Data lines ->
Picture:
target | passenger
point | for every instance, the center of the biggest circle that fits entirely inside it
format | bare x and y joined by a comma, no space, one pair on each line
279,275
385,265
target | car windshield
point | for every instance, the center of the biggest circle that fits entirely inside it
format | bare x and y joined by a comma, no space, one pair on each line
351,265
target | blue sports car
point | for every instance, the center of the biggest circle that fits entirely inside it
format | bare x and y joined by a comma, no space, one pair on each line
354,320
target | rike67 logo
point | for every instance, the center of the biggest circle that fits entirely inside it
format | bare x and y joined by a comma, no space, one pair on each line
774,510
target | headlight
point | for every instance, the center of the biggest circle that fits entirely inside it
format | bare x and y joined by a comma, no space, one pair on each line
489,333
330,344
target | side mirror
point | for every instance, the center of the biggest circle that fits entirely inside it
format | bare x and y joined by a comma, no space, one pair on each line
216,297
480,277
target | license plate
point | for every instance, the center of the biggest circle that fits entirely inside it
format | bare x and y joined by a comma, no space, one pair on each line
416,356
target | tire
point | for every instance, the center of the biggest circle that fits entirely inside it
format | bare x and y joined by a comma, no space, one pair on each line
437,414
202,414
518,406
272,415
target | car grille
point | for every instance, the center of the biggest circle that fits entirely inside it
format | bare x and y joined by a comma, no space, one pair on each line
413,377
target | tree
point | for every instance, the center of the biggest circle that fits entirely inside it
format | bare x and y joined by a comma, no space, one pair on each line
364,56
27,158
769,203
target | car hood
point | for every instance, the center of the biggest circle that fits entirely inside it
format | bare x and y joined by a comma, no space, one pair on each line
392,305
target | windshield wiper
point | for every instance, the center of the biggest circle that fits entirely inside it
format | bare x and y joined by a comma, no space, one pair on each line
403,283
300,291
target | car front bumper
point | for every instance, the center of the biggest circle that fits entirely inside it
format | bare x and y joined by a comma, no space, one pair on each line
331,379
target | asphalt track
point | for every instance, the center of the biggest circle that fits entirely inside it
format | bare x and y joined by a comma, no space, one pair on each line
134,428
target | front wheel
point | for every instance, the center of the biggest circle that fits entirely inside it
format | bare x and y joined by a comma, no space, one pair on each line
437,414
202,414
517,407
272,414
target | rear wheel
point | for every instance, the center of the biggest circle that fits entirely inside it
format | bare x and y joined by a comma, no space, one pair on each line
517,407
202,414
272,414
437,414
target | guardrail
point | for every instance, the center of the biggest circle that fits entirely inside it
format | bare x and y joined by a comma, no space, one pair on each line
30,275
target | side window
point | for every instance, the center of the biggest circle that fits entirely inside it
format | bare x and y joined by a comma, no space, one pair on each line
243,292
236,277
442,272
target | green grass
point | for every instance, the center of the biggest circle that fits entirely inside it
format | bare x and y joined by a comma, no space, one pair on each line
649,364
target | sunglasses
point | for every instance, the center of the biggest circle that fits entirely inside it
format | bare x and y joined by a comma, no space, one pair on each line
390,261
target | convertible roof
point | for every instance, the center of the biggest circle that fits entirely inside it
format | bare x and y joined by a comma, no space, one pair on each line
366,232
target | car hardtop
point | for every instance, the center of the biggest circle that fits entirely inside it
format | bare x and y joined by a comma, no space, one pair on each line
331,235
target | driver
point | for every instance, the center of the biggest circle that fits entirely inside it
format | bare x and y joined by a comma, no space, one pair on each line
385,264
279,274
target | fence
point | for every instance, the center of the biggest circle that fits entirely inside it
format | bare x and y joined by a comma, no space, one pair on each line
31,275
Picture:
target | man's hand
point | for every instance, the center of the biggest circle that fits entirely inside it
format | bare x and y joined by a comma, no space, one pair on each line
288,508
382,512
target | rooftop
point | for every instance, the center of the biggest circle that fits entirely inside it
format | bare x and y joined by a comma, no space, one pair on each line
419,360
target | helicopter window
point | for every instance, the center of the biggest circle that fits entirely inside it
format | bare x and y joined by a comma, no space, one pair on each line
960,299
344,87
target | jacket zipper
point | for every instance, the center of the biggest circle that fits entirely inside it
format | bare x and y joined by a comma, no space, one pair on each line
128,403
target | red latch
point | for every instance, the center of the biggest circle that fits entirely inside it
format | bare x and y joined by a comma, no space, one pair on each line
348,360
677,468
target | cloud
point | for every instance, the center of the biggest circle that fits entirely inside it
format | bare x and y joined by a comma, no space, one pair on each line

Required task -> Change every "center" to "midpoint" in the lines from the one with "target | red latch" through the last line, and give only those lines with nothing else altered.

Task solution ->
target | red latch
point | for every instance, the midpoint of the biggest circle that fits entirely inside it
format | bare x and y joined by a comma, no space, one pair on each line
348,360
677,468
target | cloud
point | for every instance, the midpoint of the biggest circle that fits entirely inside it
format | bare x and y joined by a comma, no space, one pair on each line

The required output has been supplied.